#### RECORDS SHOWN ####

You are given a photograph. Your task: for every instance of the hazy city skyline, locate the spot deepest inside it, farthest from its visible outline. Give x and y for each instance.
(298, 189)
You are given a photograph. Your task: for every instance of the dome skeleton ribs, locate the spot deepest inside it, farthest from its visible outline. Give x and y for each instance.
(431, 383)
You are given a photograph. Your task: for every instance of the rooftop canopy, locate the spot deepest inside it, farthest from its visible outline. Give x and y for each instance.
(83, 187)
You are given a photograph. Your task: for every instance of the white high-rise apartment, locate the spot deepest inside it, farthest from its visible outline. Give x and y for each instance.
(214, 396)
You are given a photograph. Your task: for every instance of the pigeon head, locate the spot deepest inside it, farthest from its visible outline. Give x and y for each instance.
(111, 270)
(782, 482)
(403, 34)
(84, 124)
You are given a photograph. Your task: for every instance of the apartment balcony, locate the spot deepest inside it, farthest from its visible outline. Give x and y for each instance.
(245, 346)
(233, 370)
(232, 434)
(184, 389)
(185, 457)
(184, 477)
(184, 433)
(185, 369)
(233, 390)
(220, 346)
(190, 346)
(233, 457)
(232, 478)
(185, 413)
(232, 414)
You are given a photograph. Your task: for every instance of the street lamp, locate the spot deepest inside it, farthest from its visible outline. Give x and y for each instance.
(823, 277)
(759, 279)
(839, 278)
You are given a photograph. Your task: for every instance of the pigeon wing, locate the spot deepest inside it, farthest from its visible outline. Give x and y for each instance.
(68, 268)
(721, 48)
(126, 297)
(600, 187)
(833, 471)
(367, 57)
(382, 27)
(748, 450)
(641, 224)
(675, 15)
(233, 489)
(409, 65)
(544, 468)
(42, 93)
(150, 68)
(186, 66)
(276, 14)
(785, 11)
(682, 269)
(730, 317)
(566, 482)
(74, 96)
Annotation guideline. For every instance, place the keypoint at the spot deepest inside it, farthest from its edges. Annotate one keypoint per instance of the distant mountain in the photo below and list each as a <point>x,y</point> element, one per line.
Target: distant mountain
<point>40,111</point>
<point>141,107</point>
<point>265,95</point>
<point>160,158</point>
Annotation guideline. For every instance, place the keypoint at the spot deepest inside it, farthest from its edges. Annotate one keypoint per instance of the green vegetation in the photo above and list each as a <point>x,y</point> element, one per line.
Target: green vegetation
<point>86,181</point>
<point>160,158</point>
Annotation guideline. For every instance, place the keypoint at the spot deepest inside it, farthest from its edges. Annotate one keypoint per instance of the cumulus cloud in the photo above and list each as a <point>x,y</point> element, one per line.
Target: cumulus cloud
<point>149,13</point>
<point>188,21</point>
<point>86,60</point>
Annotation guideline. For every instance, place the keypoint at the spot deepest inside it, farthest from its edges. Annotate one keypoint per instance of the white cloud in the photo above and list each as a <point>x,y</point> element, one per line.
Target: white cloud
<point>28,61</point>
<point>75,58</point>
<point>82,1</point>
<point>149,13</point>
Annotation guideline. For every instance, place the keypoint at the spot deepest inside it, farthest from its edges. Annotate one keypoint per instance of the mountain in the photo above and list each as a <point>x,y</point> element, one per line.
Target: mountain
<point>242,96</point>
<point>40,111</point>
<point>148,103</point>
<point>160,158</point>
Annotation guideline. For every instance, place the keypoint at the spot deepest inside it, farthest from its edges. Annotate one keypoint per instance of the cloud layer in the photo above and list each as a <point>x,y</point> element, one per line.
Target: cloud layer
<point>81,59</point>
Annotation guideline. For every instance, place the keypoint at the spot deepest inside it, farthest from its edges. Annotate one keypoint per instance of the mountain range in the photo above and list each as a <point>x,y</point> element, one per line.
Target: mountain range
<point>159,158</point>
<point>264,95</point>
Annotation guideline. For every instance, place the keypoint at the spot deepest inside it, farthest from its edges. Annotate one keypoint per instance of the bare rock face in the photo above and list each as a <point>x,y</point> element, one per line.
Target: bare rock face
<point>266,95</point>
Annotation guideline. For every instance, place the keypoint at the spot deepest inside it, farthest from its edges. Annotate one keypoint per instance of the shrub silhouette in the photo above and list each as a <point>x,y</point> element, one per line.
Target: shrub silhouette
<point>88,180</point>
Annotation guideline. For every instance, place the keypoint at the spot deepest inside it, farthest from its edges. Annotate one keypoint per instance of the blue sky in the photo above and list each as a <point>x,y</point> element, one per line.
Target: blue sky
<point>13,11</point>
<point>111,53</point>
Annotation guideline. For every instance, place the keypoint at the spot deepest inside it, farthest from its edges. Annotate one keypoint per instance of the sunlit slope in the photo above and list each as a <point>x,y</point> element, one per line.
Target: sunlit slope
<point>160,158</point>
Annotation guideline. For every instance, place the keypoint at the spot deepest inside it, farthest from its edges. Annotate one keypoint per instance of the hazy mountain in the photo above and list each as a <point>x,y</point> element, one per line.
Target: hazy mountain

####

[TASK INSTRUCTIONS]:
With nothing left out, print the data above exactly.

[EXERCISE OUTPUT]:
You are given a photograph. Your task: for every instance of the hazy city skyline, locate the spot deepest inside it, farthest from its visible outline. Give x and y for each instance.
(298, 189)
You are given a photograph. Your task: for every instance of the dome skeleton ribs, locate the spot deepest inside it, farthest from its visible outline. Give x and y for each instance.
(431, 383)
You are given a photograph. Your task: for every instance of the rooftop canopy, locate the spot deepest inside it, farthest from its visible outline. Give x and y for each instance.
(83, 187)
You are given a photograph. Your task: for every instance of the white high-rise apartment, locate the spot deepest inside it, farthest from its visible outline. Give x and y for each instance.
(214, 396)
You are given a photograph. Your task: for every instance of the pigeon head, locate the spot deepest inside it, farthest from its visible outline. Give x and y for each instance.
(111, 270)
(782, 482)
(403, 34)
(84, 124)
You are given a photograph. Your task: for every instance of the apartment balcony, locate the spot deepest inside it, farthest from its visible outline. Give x and y for each instance.
(245, 346)
(233, 370)
(232, 434)
(184, 389)
(185, 457)
(184, 477)
(184, 433)
(185, 369)
(233, 390)
(220, 346)
(190, 346)
(233, 457)
(232, 478)
(185, 413)
(232, 414)
You are given a photograph. Your task: for every instance of the street lamp, locate the spot deepest inside it, farthest from its visible outline. Give x and y for each instance.
(823, 277)
(759, 279)
(839, 278)
You are given a photograph. Your task: for every instance of the pigeon wing, locate the spot deepest inside it, farthest from its visible outline. Give x and y for each instance.
(68, 268)
(721, 48)
(126, 297)
(600, 187)
(833, 471)
(367, 57)
(382, 27)
(748, 450)
(641, 224)
(675, 15)
(233, 489)
(409, 65)
(544, 468)
(42, 93)
(150, 68)
(186, 66)
(276, 14)
(785, 11)
(682, 269)
(730, 317)
(566, 482)
(74, 96)
Annotation guideline. For every instance, place the keypoint at the spot deepest inside it, farthest from its edges. Annotate one keypoint per instance of the distant mountain in the photo below and list each as a <point>x,y</point> element, one per line.
Target: distant mountain
<point>40,111</point>
<point>141,107</point>
<point>265,95</point>
<point>160,158</point>
Annotation guideline. For every instance, place the keypoint at the spot deepest inside it, farthest from its edges. Annotate one keypoint per instance of the green vegetation in the photo above and list each as a <point>x,y</point> element, one per line.
Target: green vegetation
<point>86,181</point>
<point>160,158</point>
Annotation guideline. For every instance, place the keypoint at the spot deepest inside it, farthest from its edges. Annotate one keypoint per instance of the cumulus cloud in the photo above and list each as a <point>x,y</point> element, one per line.
Target: cumulus cloud
<point>149,13</point>
<point>188,21</point>
<point>86,60</point>
Annotation guideline. For every instance, place the keypoint at the spot deepest inside it, farthest from its edges. Annotate one keypoint per instance of the white cloud in the photo above and list each as a <point>x,y</point> element, one per line.
Target: white cloud
<point>28,61</point>
<point>75,58</point>
<point>82,1</point>
<point>149,13</point>
Annotation guideline. For every instance, place the keypoint at the spot deepest inside it, farthest from its edges. Annotate one keypoint per instance of the mountain in the photo above and list each as a <point>x,y</point> element, one per line.
Target: mountain
<point>242,96</point>
<point>40,111</point>
<point>148,103</point>
<point>160,158</point>
Annotation guideline. For every instance, place the keypoint at the spot deepest inside it, farthest from its edges. Annotate one keypoint per instance of the cloud layer in the photo above and list each as a <point>x,y</point> element, one per line.
Target: cloud layer
<point>81,59</point>
Annotation guideline. For every instance, place the keypoint at the spot deepest inside it, farthest from its edges. Annotate one keypoint per instance of the mountain range in the photo above and list each as a <point>x,y</point> element, one per line.
Target: mountain range
<point>159,158</point>
<point>264,95</point>
Annotation guideline. For every instance, place the keypoint at the spot deepest inside it, farthest from its edges. Annotate one keypoint per instance of the bare rock face in the photo above and list each as a <point>x,y</point> element, one per line.
Target: bare rock face
<point>266,95</point>
Annotation guideline. For every instance, place the keypoint at the spot deepest inside it, farthest from its edges. Annotate one keypoint per instance of the shrub silhouette in the photo above and list each as a <point>x,y</point> element, one per line.
Target: shrub silhouette
<point>88,180</point>
Annotation guideline. For every instance, place the keypoint at the spot deepest inside it, farthest from its edges. Annotate one keypoint per instance of the blue sky in the photo above and list each as a <point>x,y</point> element, one per line.
Target: blue sky
<point>13,11</point>
<point>111,53</point>
Annotation guideline. For every instance, place the keypoint at the spot deepest inside it, farthest from its edges. Annotate one keypoint per instance of the sunlit slope in the photo above and list each as a <point>x,y</point> element, one per line.
Target: sunlit slope
<point>160,158</point>
Annotation guideline. For every instance, place the keypoint at the spot deepest inside it, farthest from its edges. Annotate one keypoint per instance of the hazy mountain in the photo above and list each as a <point>x,y</point> element, one per line.
Target: hazy mountain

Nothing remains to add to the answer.